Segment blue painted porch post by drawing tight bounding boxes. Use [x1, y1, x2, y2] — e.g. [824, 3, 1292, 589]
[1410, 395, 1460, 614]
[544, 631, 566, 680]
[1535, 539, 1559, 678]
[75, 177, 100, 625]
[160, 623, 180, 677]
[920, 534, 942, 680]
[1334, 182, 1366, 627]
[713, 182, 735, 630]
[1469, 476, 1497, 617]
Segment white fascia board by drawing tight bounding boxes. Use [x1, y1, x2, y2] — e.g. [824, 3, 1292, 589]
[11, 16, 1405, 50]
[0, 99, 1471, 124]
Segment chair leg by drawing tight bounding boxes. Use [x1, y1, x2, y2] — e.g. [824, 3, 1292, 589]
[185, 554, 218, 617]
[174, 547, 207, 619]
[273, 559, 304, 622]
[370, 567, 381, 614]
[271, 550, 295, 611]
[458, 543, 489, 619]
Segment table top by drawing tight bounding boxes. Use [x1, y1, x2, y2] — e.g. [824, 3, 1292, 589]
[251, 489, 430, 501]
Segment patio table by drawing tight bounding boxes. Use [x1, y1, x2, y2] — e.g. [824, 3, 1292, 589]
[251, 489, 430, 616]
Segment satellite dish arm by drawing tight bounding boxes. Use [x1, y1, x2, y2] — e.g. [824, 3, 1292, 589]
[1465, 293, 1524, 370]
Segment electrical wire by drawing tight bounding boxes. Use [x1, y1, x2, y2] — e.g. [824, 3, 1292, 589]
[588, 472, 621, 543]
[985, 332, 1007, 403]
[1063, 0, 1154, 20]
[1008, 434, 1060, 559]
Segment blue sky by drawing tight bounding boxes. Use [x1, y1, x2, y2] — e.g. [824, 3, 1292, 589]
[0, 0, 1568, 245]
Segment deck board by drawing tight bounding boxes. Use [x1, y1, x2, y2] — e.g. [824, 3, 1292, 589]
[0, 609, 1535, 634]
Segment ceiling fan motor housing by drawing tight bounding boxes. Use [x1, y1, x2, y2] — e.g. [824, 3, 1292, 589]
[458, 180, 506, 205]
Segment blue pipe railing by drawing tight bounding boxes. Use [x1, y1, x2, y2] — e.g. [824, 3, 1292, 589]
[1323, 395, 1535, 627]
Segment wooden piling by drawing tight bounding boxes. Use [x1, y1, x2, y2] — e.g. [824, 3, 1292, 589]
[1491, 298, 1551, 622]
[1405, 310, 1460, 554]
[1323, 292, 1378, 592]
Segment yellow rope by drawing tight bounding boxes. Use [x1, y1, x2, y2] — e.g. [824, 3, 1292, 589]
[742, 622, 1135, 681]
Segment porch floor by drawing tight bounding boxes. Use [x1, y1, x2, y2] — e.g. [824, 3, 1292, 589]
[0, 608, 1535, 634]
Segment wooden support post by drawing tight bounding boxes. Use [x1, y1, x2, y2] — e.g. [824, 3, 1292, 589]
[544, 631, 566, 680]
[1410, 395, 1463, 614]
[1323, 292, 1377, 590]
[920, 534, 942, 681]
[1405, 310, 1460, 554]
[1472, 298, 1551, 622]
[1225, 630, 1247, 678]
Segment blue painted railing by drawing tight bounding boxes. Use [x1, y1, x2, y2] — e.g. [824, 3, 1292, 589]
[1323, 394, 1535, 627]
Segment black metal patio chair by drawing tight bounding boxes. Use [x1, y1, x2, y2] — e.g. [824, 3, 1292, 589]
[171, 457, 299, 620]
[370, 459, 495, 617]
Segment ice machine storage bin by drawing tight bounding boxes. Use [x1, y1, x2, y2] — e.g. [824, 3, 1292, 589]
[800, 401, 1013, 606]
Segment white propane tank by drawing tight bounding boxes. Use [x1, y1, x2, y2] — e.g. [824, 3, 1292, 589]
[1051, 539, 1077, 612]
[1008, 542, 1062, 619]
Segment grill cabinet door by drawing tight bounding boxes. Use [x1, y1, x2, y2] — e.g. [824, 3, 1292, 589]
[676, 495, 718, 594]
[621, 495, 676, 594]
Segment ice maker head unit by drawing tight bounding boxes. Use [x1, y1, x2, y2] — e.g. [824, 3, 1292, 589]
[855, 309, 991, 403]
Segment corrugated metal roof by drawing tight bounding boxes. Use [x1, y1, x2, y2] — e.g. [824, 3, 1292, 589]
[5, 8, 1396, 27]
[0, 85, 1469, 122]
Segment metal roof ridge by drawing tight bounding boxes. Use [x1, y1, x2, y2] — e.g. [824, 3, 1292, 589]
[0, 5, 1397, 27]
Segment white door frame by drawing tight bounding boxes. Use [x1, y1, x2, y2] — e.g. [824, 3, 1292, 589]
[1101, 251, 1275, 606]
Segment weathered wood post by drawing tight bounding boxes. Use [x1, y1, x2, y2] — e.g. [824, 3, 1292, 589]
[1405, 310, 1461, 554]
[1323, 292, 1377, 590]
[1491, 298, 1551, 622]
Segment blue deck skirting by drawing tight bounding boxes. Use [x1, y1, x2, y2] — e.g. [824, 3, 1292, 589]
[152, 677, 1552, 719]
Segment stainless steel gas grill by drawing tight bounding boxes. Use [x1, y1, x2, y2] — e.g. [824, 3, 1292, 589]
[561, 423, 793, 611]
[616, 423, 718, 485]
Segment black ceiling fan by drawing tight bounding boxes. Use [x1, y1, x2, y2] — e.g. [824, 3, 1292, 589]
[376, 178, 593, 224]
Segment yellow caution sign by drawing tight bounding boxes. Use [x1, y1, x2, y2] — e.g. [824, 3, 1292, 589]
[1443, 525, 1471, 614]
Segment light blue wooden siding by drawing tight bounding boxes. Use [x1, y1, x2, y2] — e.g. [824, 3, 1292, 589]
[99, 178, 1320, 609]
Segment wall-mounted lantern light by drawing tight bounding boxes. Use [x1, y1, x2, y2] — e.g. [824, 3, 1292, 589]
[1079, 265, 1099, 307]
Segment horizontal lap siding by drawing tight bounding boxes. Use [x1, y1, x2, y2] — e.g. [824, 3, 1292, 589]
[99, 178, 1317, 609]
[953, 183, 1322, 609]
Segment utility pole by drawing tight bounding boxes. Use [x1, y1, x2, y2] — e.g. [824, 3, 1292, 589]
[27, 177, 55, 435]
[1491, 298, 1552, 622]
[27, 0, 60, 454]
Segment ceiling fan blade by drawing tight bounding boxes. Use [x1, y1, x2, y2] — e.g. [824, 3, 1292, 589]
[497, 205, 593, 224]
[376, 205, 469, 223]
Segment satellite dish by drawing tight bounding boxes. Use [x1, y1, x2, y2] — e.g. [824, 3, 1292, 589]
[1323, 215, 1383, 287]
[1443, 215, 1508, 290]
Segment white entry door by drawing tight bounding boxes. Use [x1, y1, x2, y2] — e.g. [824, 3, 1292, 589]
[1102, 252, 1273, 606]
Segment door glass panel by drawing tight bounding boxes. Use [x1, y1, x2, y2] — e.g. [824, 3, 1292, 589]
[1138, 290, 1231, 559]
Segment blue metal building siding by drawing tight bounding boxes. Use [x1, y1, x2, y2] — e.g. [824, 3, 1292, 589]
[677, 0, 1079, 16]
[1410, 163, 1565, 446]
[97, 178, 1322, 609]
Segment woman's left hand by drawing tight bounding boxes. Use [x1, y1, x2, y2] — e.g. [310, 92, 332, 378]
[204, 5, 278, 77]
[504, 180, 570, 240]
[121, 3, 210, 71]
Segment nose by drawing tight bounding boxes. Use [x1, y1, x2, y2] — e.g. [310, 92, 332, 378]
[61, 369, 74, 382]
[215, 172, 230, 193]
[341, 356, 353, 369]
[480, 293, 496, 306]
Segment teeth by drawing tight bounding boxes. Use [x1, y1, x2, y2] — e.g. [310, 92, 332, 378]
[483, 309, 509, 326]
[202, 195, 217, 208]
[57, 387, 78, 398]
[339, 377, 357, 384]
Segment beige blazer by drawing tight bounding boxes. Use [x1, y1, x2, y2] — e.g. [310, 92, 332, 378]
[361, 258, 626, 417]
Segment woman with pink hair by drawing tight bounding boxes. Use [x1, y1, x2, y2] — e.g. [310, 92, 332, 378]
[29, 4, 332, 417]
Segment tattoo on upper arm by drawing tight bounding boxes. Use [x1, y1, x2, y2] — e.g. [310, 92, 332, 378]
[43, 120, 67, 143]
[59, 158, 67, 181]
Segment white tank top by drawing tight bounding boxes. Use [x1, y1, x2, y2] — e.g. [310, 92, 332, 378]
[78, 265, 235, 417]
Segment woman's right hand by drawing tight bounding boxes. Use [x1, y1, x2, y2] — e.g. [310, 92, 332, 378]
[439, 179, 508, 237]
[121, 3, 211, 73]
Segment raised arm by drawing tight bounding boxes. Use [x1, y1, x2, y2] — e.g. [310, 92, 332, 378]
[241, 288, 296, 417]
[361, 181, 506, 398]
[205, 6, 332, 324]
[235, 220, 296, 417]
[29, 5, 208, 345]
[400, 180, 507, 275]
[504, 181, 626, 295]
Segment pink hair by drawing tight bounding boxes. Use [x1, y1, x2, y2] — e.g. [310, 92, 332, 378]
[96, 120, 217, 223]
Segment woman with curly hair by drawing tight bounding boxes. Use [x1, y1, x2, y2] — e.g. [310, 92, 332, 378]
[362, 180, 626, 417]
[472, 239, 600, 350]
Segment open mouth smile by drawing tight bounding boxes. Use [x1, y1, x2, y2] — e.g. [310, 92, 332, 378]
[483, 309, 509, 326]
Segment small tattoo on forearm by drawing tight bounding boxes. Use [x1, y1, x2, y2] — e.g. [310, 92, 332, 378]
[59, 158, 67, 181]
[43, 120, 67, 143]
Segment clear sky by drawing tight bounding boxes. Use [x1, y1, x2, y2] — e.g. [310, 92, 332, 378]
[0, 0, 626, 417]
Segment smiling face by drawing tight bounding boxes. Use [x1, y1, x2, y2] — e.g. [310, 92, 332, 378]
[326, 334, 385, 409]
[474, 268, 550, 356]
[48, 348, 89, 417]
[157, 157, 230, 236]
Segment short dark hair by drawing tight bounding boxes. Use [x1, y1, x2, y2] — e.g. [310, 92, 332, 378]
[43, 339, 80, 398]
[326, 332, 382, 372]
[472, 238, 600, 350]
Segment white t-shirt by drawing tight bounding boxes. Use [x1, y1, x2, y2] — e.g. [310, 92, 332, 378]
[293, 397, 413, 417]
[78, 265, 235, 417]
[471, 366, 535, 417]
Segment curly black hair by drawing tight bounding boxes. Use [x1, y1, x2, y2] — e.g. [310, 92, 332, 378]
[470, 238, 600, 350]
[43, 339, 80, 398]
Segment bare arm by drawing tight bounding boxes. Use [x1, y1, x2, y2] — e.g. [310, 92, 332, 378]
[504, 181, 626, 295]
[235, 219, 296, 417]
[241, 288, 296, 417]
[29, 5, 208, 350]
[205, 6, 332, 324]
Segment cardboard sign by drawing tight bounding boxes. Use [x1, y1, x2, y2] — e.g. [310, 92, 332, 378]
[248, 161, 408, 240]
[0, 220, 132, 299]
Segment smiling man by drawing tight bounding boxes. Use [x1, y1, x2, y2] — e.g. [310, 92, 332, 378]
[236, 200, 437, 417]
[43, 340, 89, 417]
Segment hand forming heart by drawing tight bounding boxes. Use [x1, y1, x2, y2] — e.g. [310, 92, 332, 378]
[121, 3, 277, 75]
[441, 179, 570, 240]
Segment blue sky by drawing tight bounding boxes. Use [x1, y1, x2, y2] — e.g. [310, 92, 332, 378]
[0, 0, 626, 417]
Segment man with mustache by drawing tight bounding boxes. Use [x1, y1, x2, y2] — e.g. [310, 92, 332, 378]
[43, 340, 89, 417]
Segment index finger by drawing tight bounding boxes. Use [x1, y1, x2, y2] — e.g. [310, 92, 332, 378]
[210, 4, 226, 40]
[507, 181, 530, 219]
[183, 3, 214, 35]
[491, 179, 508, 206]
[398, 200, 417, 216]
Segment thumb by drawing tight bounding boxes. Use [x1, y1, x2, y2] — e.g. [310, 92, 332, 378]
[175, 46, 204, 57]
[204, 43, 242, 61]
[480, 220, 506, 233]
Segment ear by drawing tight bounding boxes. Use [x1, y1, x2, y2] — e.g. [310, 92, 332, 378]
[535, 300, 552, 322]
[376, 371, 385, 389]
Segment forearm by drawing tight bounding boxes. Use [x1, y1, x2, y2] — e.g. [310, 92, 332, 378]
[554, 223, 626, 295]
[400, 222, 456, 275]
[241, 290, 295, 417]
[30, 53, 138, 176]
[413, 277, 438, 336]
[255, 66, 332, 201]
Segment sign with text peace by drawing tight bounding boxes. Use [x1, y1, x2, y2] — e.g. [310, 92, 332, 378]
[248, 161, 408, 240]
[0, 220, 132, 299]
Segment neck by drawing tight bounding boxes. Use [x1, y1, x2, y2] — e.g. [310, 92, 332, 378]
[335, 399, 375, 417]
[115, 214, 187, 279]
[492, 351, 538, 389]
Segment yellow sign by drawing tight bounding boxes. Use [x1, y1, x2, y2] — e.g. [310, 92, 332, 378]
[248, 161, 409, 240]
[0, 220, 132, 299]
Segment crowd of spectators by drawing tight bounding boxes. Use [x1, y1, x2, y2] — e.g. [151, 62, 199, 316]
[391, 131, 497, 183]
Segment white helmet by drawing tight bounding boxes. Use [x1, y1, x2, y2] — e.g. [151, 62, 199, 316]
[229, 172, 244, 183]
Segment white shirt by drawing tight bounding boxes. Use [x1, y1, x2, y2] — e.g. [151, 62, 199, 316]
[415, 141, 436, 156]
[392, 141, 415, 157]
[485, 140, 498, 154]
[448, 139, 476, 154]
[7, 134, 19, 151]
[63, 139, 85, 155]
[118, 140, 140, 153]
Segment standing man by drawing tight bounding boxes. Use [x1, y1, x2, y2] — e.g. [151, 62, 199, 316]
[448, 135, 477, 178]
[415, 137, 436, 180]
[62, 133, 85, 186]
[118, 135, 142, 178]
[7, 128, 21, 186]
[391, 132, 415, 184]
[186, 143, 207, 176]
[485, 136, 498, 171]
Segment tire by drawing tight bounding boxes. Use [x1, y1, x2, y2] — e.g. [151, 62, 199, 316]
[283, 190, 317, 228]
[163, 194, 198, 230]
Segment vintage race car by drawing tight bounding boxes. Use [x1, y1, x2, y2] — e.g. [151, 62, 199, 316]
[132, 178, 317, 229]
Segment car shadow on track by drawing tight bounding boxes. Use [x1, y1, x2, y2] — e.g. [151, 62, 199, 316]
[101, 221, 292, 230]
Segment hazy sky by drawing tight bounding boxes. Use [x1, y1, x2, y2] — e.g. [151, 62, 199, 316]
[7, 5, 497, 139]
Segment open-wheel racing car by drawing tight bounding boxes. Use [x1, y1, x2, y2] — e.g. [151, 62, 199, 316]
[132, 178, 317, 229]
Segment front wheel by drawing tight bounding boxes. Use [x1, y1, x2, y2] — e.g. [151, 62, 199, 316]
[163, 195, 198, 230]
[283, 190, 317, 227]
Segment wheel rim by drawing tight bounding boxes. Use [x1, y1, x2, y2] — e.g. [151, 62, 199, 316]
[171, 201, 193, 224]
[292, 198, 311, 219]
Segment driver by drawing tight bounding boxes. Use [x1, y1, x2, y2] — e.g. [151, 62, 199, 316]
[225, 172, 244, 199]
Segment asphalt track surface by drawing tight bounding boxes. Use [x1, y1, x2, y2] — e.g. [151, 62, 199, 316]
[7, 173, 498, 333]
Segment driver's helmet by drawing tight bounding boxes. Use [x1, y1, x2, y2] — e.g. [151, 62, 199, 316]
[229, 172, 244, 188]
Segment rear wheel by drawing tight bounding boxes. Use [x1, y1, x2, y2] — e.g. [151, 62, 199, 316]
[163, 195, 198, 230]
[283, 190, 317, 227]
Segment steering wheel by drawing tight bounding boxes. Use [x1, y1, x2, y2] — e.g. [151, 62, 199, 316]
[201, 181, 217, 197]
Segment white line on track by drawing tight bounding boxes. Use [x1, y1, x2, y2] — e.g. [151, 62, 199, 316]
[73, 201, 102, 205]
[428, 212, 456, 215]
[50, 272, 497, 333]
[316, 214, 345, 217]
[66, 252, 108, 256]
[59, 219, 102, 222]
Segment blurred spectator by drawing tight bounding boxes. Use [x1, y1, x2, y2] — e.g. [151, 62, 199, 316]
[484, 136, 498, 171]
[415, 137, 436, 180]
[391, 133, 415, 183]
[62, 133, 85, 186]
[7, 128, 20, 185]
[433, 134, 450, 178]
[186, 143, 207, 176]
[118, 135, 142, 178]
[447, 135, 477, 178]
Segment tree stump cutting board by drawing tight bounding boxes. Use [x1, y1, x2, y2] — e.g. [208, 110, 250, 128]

▶ _What to do_
Reproduce the items from the line containing "Segment forearm by" up to and including the line containing "[229, 172, 244, 183]", substituting "orange sign" for "yellow sign" and leaving all else unchanged.

▶ _Exercise answer_
Segment forearm by drawing tight bounding boxes. Use [x1, y1, x2, y2] — e.g. [310, 92, 332, 378]
[554, 223, 626, 295]
[400, 222, 456, 275]
[241, 290, 295, 417]
[30, 53, 138, 176]
[413, 277, 438, 336]
[255, 66, 332, 201]
Segment sign with text peace by drawing tight bounding boxes. Use [x1, y1, x2, y2] — e.g. [310, 92, 332, 378]
[248, 161, 408, 240]
[0, 220, 132, 299]
Segment neck by drawing tight bounding boxes. Use [x1, y1, x2, y2] — e.g. [310, 92, 332, 378]
[335, 399, 375, 417]
[115, 214, 187, 279]
[492, 351, 538, 389]
Segment orange sign by drawing tight bounding boxes. Use [x1, y1, x2, y2] — e.g. [310, 92, 332, 378]
[248, 161, 409, 240]
[0, 220, 132, 299]
Segment crowd of spectators by drawing tight bounding boxes. Use [x1, y1, x2, y2] — e.g. [151, 62, 199, 316]
[391, 131, 497, 183]
Segment white helmet by drawing tight bounding boxes. Use [x1, y1, x2, y2] — e.g. [151, 62, 199, 316]
[229, 172, 244, 183]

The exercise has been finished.